* _Stored records_
_ _ _

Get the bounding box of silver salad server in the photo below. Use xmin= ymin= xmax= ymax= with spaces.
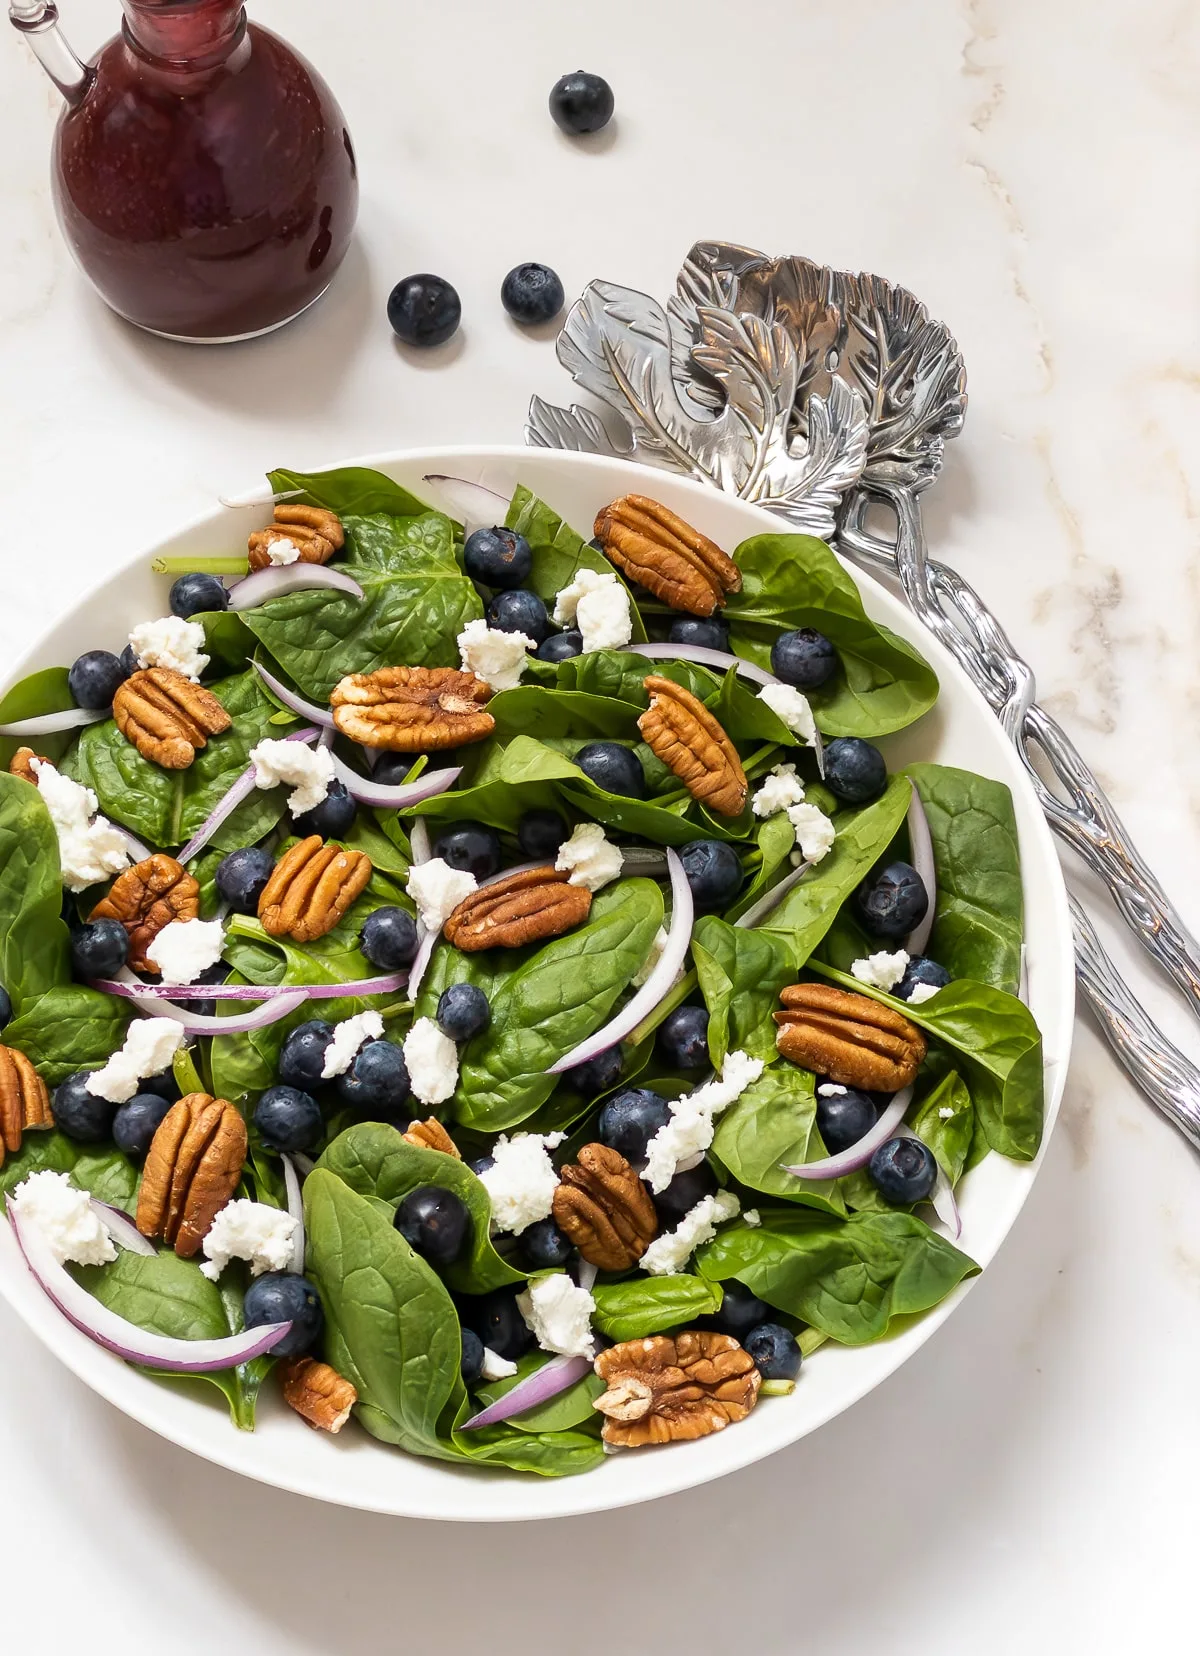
xmin=526 ymin=240 xmax=1200 ymax=1152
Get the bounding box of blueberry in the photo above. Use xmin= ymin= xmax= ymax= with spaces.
xmin=183 ymin=960 xmax=230 ymax=1019
xmin=215 ymin=847 xmax=275 ymax=915
xmin=598 ymin=1087 xmax=671 ymax=1161
xmin=112 ymin=1092 xmax=172 ymax=1158
xmin=436 ymin=982 xmax=490 ymax=1042
xmin=395 ymin=1185 xmax=472 ymax=1267
xmin=387 ymin=273 xmax=461 ymax=347
xmin=169 ymin=573 xmax=229 ymax=619
xmin=854 ymin=860 xmax=929 ymax=941
xmin=465 ymin=1288 xmax=534 ymax=1362
xmin=653 ymin=1160 xmax=718 ymax=1223
xmin=52 ymin=1072 xmax=117 ymax=1142
xmin=293 ymin=779 xmax=357 ymax=840
xmin=823 ymin=738 xmax=888 ymax=804
xmin=667 ymin=617 xmax=730 ymax=651
xmin=548 ymin=69 xmax=615 ymax=135
xmin=896 ymin=956 xmax=951 ymax=1001
xmin=336 ymin=1039 xmax=411 ymax=1116
xmin=520 ymin=1216 xmax=575 ymax=1271
xmin=657 ymin=1005 xmax=710 ymax=1071
xmin=68 ymin=650 xmax=129 ymax=710
xmin=517 ymin=807 xmax=568 ymax=861
xmin=869 ymin=1135 xmax=938 ymax=1204
xmin=278 ymin=1020 xmax=335 ymax=1091
xmin=574 ymin=741 xmax=645 ymax=799
xmin=770 ymin=628 xmax=838 ymax=689
xmin=500 ymin=262 xmax=565 ymax=326
xmin=680 ymin=839 xmax=742 ymax=910
xmin=562 ymin=1044 xmax=624 ymax=1096
xmin=463 ymin=527 xmax=533 ymax=590
xmin=0 ymin=984 xmax=10 ymax=1032
xmin=371 ymin=753 xmax=416 ymax=787
xmin=254 ymin=1085 xmax=324 ymax=1153
xmin=743 ymin=1322 xmax=802 ymax=1382
xmin=536 ymin=629 xmax=583 ymax=662
xmin=118 ymin=643 xmax=139 ymax=678
xmin=433 ymin=822 xmax=502 ymax=880
xmin=460 ymin=1326 xmax=485 ymax=1386
xmin=69 ymin=918 xmax=129 ymax=979
xmin=469 ymin=1154 xmax=495 ymax=1177
xmin=704 ymin=1279 xmax=772 ymax=1340
xmin=243 ymin=1271 xmax=324 ymax=1358
xmin=816 ymin=1087 xmax=876 ymax=1154
xmin=485 ymin=588 xmax=549 ymax=643
xmin=138 ymin=1069 xmax=181 ymax=1103
xmin=360 ymin=906 xmax=420 ymax=970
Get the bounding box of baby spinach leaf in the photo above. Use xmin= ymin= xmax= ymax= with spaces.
xmin=338 ymin=808 xmax=411 ymax=878
xmin=269 ymin=465 xmax=434 ymax=524
xmin=728 ymin=812 xmax=797 ymax=921
xmin=505 ymin=484 xmax=647 ymax=644
xmin=691 ymin=916 xmax=796 ymax=1065
xmin=711 ymin=1062 xmax=847 ymax=1216
xmin=590 ymin=1274 xmax=724 ymax=1341
xmin=0 ymin=1131 xmax=137 ymax=1211
xmin=487 ymin=686 xmax=639 ymax=741
xmin=0 ymin=667 xmax=76 ymax=773
xmin=197 ymin=609 xmax=256 ymax=672
xmin=1 ymin=985 xmax=130 ymax=1085
xmin=838 ymin=1069 xmax=976 ymax=1214
xmin=472 ymin=1351 xmax=605 ymax=1433
xmin=448 ymin=1406 xmax=606 ymax=1475
xmin=0 ymin=774 xmax=70 ymax=1010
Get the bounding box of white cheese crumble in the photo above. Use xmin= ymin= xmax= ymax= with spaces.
xmin=266 ymin=537 xmax=301 ymax=566
xmin=480 ymin=1347 xmax=518 ymax=1381
xmin=640 ymin=1190 xmax=741 ymax=1276
xmin=786 ymin=801 xmax=836 ymax=863
xmin=403 ymin=1017 xmax=459 ymax=1106
xmin=457 ymin=619 xmax=535 ymax=692
xmin=129 ymin=615 xmax=210 ymax=680
xmin=200 ymin=1199 xmax=299 ymax=1282
xmin=817 ymin=1083 xmax=848 ymax=1097
xmin=743 ymin=1208 xmax=762 ymax=1227
xmin=85 ymin=1017 xmax=185 ymax=1104
xmin=907 ymin=982 xmax=942 ymax=1005
xmin=145 ymin=917 xmax=225 ymax=986
xmin=758 ymin=682 xmax=819 ymax=749
xmin=30 ymin=759 xmax=131 ymax=893
xmin=555 ymin=822 xmax=623 ymax=891
xmin=479 ymin=1132 xmax=564 ymax=1235
xmin=751 ymin=763 xmax=806 ymax=819
xmin=249 ymin=737 xmax=335 ymax=817
xmin=517 ymin=1272 xmax=596 ymax=1358
xmin=938 ymin=1105 xmax=956 ymax=1120
xmin=642 ymin=1050 xmax=764 ymax=1193
xmin=10 ymin=1171 xmax=117 ymax=1267
xmin=851 ymin=949 xmax=910 ymax=993
xmin=552 ymin=568 xmax=633 ymax=652
xmin=321 ymin=1010 xmax=385 ymax=1079
xmin=406 ymin=858 xmax=478 ymax=934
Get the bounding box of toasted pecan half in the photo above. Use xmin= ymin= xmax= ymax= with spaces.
xmin=113 ymin=669 xmax=231 ymax=770
xmin=0 ymin=1045 xmax=52 ymax=1168
xmin=442 ymin=866 xmax=591 ymax=952
xmin=594 ymin=496 xmax=741 ymax=617
xmin=258 ymin=836 xmax=372 ymax=943
xmin=638 ymin=675 xmax=747 ymax=817
xmin=330 ymin=665 xmax=494 ymax=752
xmin=136 ymin=1093 xmax=247 ymax=1258
xmin=774 ymin=982 xmax=926 ymax=1090
xmin=593 ymin=1331 xmax=761 ymax=1448
xmin=248 ymin=504 xmax=345 ymax=572
xmin=89 ymin=854 xmax=200 ymax=973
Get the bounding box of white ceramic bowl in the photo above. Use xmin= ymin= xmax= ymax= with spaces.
xmin=0 ymin=446 xmax=1073 ymax=1522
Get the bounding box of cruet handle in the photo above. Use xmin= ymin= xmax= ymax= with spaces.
xmin=10 ymin=0 xmax=92 ymax=106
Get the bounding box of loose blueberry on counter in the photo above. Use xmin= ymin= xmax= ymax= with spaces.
xmin=360 ymin=906 xmax=420 ymax=970
xmin=869 ymin=1135 xmax=938 ymax=1204
xmin=118 ymin=643 xmax=139 ymax=678
xmin=500 ymin=262 xmax=565 ymax=326
xmin=169 ymin=572 xmax=229 ymax=619
xmin=463 ymin=526 xmax=533 ymax=590
xmin=243 ymin=1271 xmax=324 ymax=1358
xmin=437 ymin=982 xmax=491 ymax=1042
xmin=181 ymin=960 xmax=230 ymax=1019
xmin=896 ymin=955 xmax=952 ymax=1001
xmin=485 ymin=588 xmax=549 ymax=642
xmin=562 ymin=1043 xmax=624 ymax=1096
xmin=520 ymin=1216 xmax=575 ymax=1272
xmin=652 ymin=1160 xmax=718 ymax=1223
xmin=433 ymin=821 xmax=502 ymax=880
xmin=466 ymin=1287 xmax=534 ymax=1362
xmin=52 ymin=1073 xmax=117 ymax=1142
xmin=395 ymin=1185 xmax=472 ymax=1268
xmin=668 ymin=617 xmax=730 ymax=651
xmin=598 ymin=1087 xmax=671 ymax=1161
xmin=815 ymin=1087 xmax=876 ymax=1154
xmin=294 ymin=778 xmax=357 ymax=840
xmin=744 ymin=1322 xmax=802 ymax=1382
xmin=460 ymin=1326 xmax=485 ymax=1387
xmin=536 ymin=629 xmax=583 ymax=662
xmin=215 ymin=846 xmax=276 ymax=915
xmin=574 ymin=740 xmax=646 ymax=799
xmin=336 ymin=1039 xmax=411 ymax=1116
xmin=69 ymin=917 xmax=129 ymax=980
xmin=680 ymin=838 xmax=742 ymax=911
xmin=278 ymin=1019 xmax=335 ymax=1091
xmin=823 ymin=737 xmax=887 ymax=804
xmin=254 ymin=1085 xmax=324 ymax=1154
xmin=770 ymin=628 xmax=837 ymax=690
xmin=548 ymin=69 xmax=615 ymax=134
xmin=112 ymin=1092 xmax=172 ymax=1158
xmin=0 ymin=984 xmax=10 ymax=1032
xmin=657 ymin=1004 xmax=710 ymax=1071
xmin=703 ymin=1279 xmax=772 ymax=1340
xmin=469 ymin=1154 xmax=495 ymax=1177
xmin=854 ymin=860 xmax=929 ymax=941
xmin=517 ymin=807 xmax=569 ymax=861
xmin=68 ymin=649 xmax=129 ymax=711
xmin=138 ymin=1069 xmax=181 ymax=1103
xmin=387 ymin=273 xmax=461 ymax=347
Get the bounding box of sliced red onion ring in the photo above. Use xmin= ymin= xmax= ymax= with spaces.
xmin=8 ymin=1205 xmax=292 ymax=1372
xmin=406 ymin=819 xmax=435 ymax=1000
xmin=253 ymin=661 xmax=335 ymax=730
xmin=781 ymin=1084 xmax=914 ymax=1180
xmin=89 ymin=1200 xmax=155 ymax=1257
xmin=461 ymin=1352 xmax=592 ymax=1430
xmin=114 ymin=826 xmax=154 ymax=863
xmin=228 ymin=564 xmax=364 ymax=612
xmin=329 ymin=751 xmax=461 ymax=810
xmin=894 ymin=1126 xmax=962 ymax=1240
xmin=0 ymin=706 xmax=108 ymax=737
xmin=734 ymin=860 xmax=811 ymax=929
xmin=905 ymin=788 xmax=937 ymax=956
xmin=176 ymin=724 xmax=320 ymax=864
xmin=619 ymin=641 xmax=776 ymax=688
xmin=95 ymin=972 xmax=406 ymax=1004
xmin=422 ymin=473 xmax=511 ymax=532
xmin=576 ymin=1261 xmax=599 ymax=1292
xmin=281 ymin=1155 xmax=306 ymax=1273
xmin=129 ymin=989 xmax=309 ymax=1037
xmin=618 ymin=846 xmax=668 ymax=875
xmin=550 ymin=847 xmax=692 ymax=1074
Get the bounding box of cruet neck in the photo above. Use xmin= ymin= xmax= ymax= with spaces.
xmin=120 ymin=0 xmax=246 ymax=71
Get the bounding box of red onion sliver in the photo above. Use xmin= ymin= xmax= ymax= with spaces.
xmin=0 ymin=706 xmax=108 ymax=737
xmin=176 ymin=723 xmax=319 ymax=864
xmin=407 ymin=930 xmax=437 ymax=1004
xmin=127 ymin=989 xmax=309 ymax=1037
xmin=409 ymin=818 xmax=432 ymax=865
xmin=95 ymin=973 xmax=405 ymax=1002
xmin=734 ymin=860 xmax=812 ymax=929
xmin=253 ymin=662 xmax=335 ymax=730
xmin=406 ymin=819 xmax=435 ymax=1000
xmin=905 ymin=787 xmax=937 ymax=956
xmin=781 ymin=1084 xmax=914 ymax=1180
xmin=618 ymin=641 xmax=776 ymax=688
xmin=329 ymin=751 xmax=461 ymax=810
xmin=228 ymin=564 xmax=364 ymax=612
xmin=461 ymin=1352 xmax=592 ymax=1430
xmin=422 ymin=473 xmax=511 ymax=532
xmin=281 ymin=1155 xmax=306 ymax=1273
xmin=114 ymin=826 xmax=154 ymax=863
xmin=89 ymin=1200 xmax=155 ymax=1257
xmin=576 ymin=1261 xmax=599 ymax=1292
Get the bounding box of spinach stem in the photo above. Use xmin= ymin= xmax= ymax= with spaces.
xmin=151 ymin=556 xmax=249 ymax=575
xmin=627 ymin=968 xmax=697 ymax=1046
xmin=226 ymin=915 xmax=270 ymax=943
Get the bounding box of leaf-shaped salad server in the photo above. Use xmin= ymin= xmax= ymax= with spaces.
xmin=527 ymin=240 xmax=1200 ymax=1153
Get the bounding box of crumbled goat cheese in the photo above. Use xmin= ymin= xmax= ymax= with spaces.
xmin=630 ymin=924 xmax=686 ymax=990
xmin=817 ymin=1083 xmax=848 ymax=1098
xmin=786 ymin=801 xmax=836 ymax=863
xmin=517 ymin=1272 xmax=596 ymax=1358
xmin=403 ymin=1017 xmax=459 ymax=1106
xmin=146 ymin=918 xmax=226 ymax=986
xmin=249 ymin=737 xmax=335 ymax=817
xmin=457 ymin=618 xmax=534 ymax=692
xmin=406 ymin=858 xmax=478 ymax=933
xmin=129 ymin=615 xmax=209 ymax=680
xmin=751 ymin=763 xmax=806 ymax=819
xmin=743 ymin=1208 xmax=762 ymax=1228
xmin=907 ymin=982 xmax=942 ymax=1005
xmin=553 ymin=568 xmax=633 ymax=653
xmin=10 ymin=1171 xmax=117 ymax=1267
xmin=321 ymin=1010 xmax=385 ymax=1078
xmin=555 ymin=822 xmax=623 ymax=892
xmin=31 ymin=759 xmax=131 ymax=893
xmin=85 ymin=1018 xmax=185 ymax=1104
xmin=642 ymin=1050 xmax=764 ymax=1193
xmin=851 ymin=949 xmax=910 ymax=993
xmin=640 ymin=1190 xmax=741 ymax=1276
xmin=758 ymin=682 xmax=819 ymax=748
xmin=938 ymin=1105 xmax=956 ymax=1121
xmin=200 ymin=1200 xmax=299 ymax=1282
xmin=480 ymin=1348 xmax=518 ymax=1381
xmin=266 ymin=537 xmax=301 ymax=566
xmin=479 ymin=1132 xmax=565 ymax=1235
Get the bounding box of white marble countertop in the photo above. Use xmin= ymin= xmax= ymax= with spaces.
xmin=3 ymin=0 xmax=1200 ymax=1648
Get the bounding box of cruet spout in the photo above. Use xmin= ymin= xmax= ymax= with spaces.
xmin=10 ymin=0 xmax=92 ymax=106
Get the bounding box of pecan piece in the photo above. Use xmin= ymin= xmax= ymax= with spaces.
xmin=8 ymin=746 xmax=46 ymax=784
xmin=637 ymin=675 xmax=747 ymax=817
xmin=248 ymin=503 xmax=346 ymax=572
xmin=594 ymin=496 xmax=741 ymax=617
xmin=443 ymin=866 xmax=591 ymax=952
xmin=0 ymin=1044 xmax=52 ymax=1169
xmin=593 ymin=1331 xmax=761 ymax=1448
xmin=90 ymin=854 xmax=200 ymax=972
xmin=402 ymin=1116 xmax=461 ymax=1157
xmin=112 ymin=668 xmax=231 ymax=770
xmin=552 ymin=1143 xmax=657 ymax=1271
xmin=279 ymin=1356 xmax=358 ymax=1433
xmin=330 ymin=665 xmax=494 ymax=752
xmin=774 ymin=983 xmax=927 ymax=1090
xmin=136 ymin=1093 xmax=247 ymax=1258
xmin=257 ymin=835 xmax=372 ymax=943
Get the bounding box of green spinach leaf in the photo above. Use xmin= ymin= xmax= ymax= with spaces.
xmin=692 ymin=916 xmax=796 ymax=1065
xmin=1 ymin=984 xmax=130 ymax=1085
xmin=0 ymin=668 xmax=76 ymax=772
xmin=0 ymin=1131 xmax=138 ymax=1210
xmin=269 ymin=465 xmax=435 ymax=523
xmin=504 ymin=485 xmax=647 ymax=644
xmin=0 ymin=774 xmax=70 ymax=1010
xmin=590 ymin=1274 xmax=724 ymax=1341
xmin=711 ymin=1062 xmax=847 ymax=1215
xmin=472 ymin=1351 xmax=604 ymax=1433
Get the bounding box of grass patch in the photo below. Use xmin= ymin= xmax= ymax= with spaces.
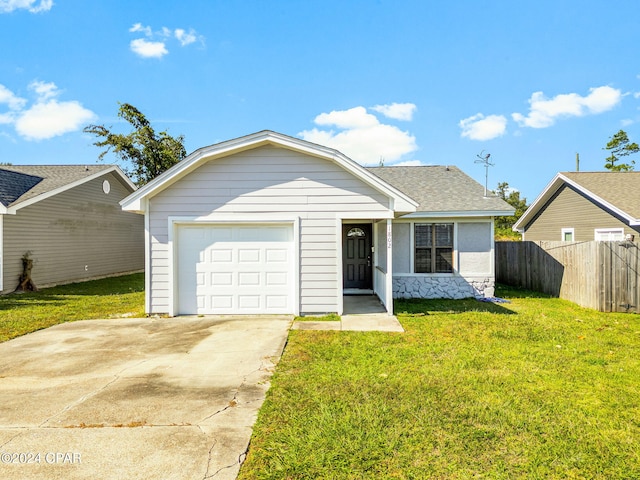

_ _ _

* _Required work_
Every line from the one containing "Get the bounding box of white marble" through the last line of the data, both included, is to be repeated exactly; the pictures are to be left out.

* _Answer to this exercise_
Get the bounding box of white marble countertop in the photo above. Use xmin= ymin= xmax= ymax= with spaces.
xmin=3 ymin=0 xmax=1200 ymax=1648
Get the bounding box of cruet spout in the photo above. Use xmin= ymin= xmax= ymax= with spaces.
xmin=10 ymin=0 xmax=92 ymax=106
Get the bounding box of pecan piece in the photo above. Use xmin= ymin= xmax= ymax= with spaces.
xmin=8 ymin=746 xmax=46 ymax=784
xmin=637 ymin=675 xmax=747 ymax=817
xmin=248 ymin=503 xmax=346 ymax=572
xmin=594 ymin=496 xmax=741 ymax=617
xmin=443 ymin=866 xmax=591 ymax=952
xmin=0 ymin=1044 xmax=52 ymax=1169
xmin=593 ymin=1331 xmax=761 ymax=1448
xmin=90 ymin=854 xmax=200 ymax=972
xmin=402 ymin=1116 xmax=461 ymax=1157
xmin=112 ymin=668 xmax=231 ymax=770
xmin=552 ymin=1143 xmax=657 ymax=1271
xmin=279 ymin=1356 xmax=358 ymax=1433
xmin=330 ymin=665 xmax=494 ymax=752
xmin=774 ymin=983 xmax=927 ymax=1090
xmin=136 ymin=1093 xmax=247 ymax=1258
xmin=257 ymin=835 xmax=372 ymax=943
Get the bounding box of green spinach leaf in the photo above. Use xmin= ymin= xmax= ymax= with spaces.
xmin=692 ymin=916 xmax=796 ymax=1065
xmin=1 ymin=984 xmax=130 ymax=1085
xmin=0 ymin=668 xmax=76 ymax=772
xmin=0 ymin=1131 xmax=138 ymax=1210
xmin=269 ymin=465 xmax=435 ymax=523
xmin=504 ymin=485 xmax=647 ymax=644
xmin=0 ymin=774 xmax=70 ymax=1010
xmin=590 ymin=1274 xmax=724 ymax=1341
xmin=711 ymin=1062 xmax=847 ymax=1215
xmin=472 ymin=1351 xmax=604 ymax=1433
Get the bounding box of grass patch in the photo below. Use xmin= ymin= xmax= ymax= with spaces.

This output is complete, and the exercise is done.